■ **WHAT THE EXERCISE ASKS**
The records below should be copied in full, exactly as shown.

■ **RECORDS**
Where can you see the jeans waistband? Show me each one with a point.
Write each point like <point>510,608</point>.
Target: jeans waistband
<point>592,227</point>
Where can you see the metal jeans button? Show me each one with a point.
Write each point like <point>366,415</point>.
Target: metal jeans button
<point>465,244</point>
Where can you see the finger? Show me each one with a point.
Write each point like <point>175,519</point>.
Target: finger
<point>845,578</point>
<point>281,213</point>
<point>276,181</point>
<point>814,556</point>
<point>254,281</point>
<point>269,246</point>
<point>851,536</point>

■ **RESPONSE BOX**
Where can you see the jeans waistband? Show me each one with a point.
Write each point like <point>510,608</point>.
Target: jeans waistband
<point>592,227</point>
Where can you see the metal jeans button? Show me each one with a point.
Write each point like <point>366,415</point>.
Target: metal jeans button
<point>465,244</point>
Where can you see the finger? Show me each one with a point.
Write each point like <point>175,519</point>.
Target: finger
<point>845,578</point>
<point>281,213</point>
<point>276,181</point>
<point>814,556</point>
<point>254,281</point>
<point>269,246</point>
<point>851,536</point>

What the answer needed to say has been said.